What the task asks: Copy each of the records below word for word.

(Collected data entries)
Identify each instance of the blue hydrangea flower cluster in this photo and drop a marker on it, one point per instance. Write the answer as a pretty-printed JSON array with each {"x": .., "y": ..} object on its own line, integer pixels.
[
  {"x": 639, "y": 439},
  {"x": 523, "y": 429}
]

Task result:
Identify each instance of the blue hydrangea flower cluster in this photo and drop a marker on it, one point per instance. Write the answer as a pretty-printed JSON array with each {"x": .., "y": ..} object on its own line, integer pixels.
[
  {"x": 639, "y": 439},
  {"x": 523, "y": 429}
]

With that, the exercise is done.